## To be done
Reproduce the stretch of the passage on the jury instructions below, from "The question to" through "jury to resolve.".

The question to be decided was whether the Freetown officers were, in the circumstances, "engaged in the performance of [their] dut[ies] at the time of" the scuffle, which preceded any arrest. McCrohan's requested instruction would have improperly removed that question from the jury, transforming a factual issue into an erroneous conclusive legal determination on this record. The judge accurately charged as to the elements of assault and battery and the Commonwealth's burden to convince the jury beyond a reasonable doubt that the Freetown officers were, at the moment of the tumult, engaged in the performance of their duties pursuant to the provisions of the mutual aid agreement. The instructions correctly left the essential factual questions underlying proof of the elements of the offense charged for the jury to resolve.
McCrohan's other challenges to the judge's charge lack merit for the reasons set forth in the brief of the Commonwealth.

(Point-based annotation data)
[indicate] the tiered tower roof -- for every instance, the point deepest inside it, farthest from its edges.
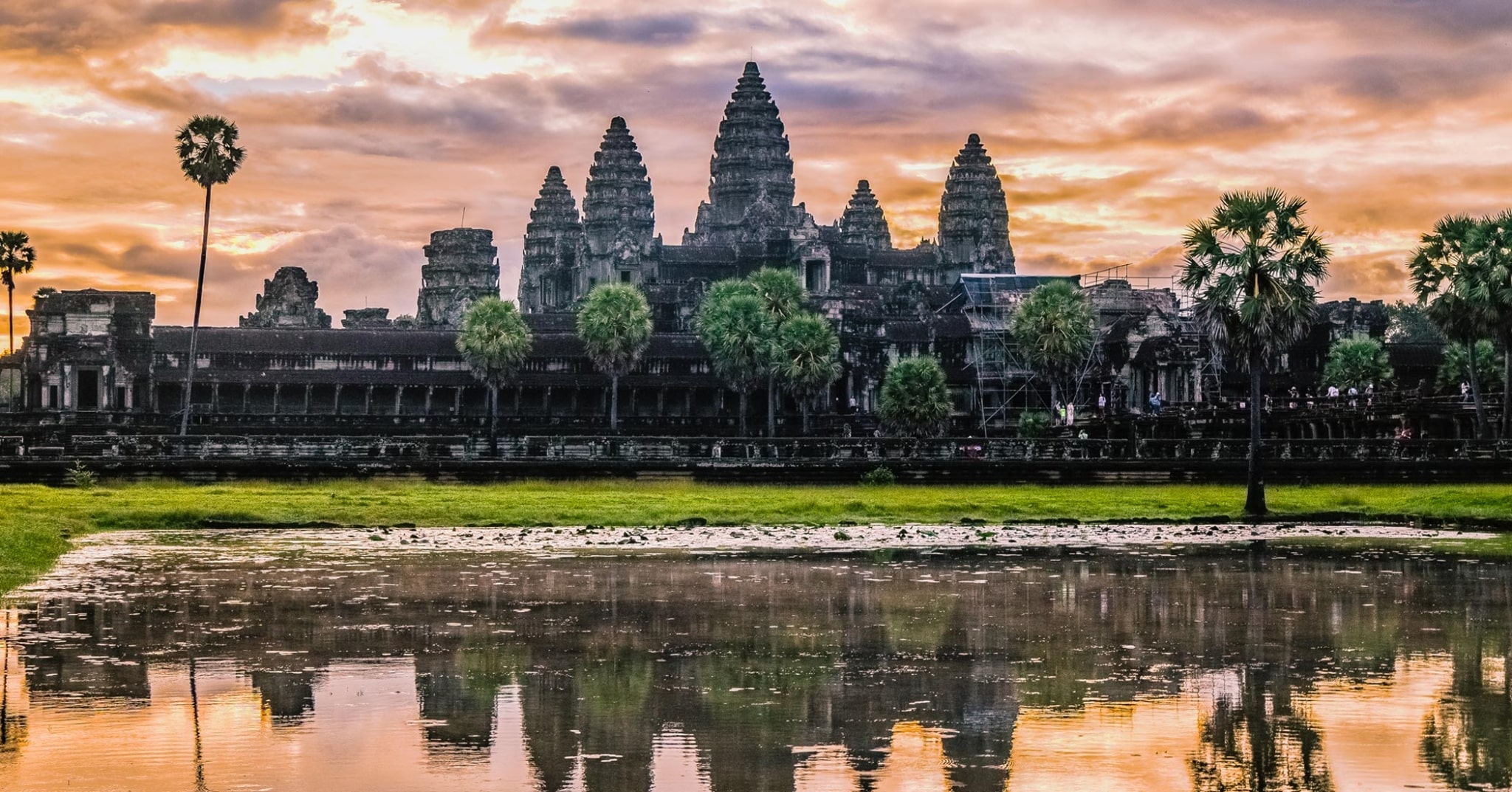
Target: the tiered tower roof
(864, 223)
(752, 167)
(974, 213)
(555, 209)
(619, 194)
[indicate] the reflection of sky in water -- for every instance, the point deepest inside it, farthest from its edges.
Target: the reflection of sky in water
(1141, 672)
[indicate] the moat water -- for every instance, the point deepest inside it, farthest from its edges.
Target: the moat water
(242, 661)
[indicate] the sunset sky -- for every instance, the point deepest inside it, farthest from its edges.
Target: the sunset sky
(369, 124)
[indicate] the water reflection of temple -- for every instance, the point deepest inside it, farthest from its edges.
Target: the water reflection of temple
(788, 675)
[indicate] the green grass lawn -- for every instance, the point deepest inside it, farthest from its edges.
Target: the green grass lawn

## Completed task
The question to be decided was whether the Freetown officers were, in the circumstances, "engaged in the performance of [their] dut[ies] at the time of" the scuffle, which preceded any arrest. McCrohan's requested instruction would have improperly removed that question from the jury, transforming a factual issue into an erroneous conclusive legal determination on this record. The judge accurately charged as to the elements of assault and battery and the Commonwealth's burden to convince the jury beyond a reasonable doubt that the Freetown officers were, at the moment of the tumult, engaged in the performance of their duties pursuant to the provisions of the mutual aid agreement. The instructions correctly left the essential factual questions underlying proof of the elements of the offense charged for the jury to resolve.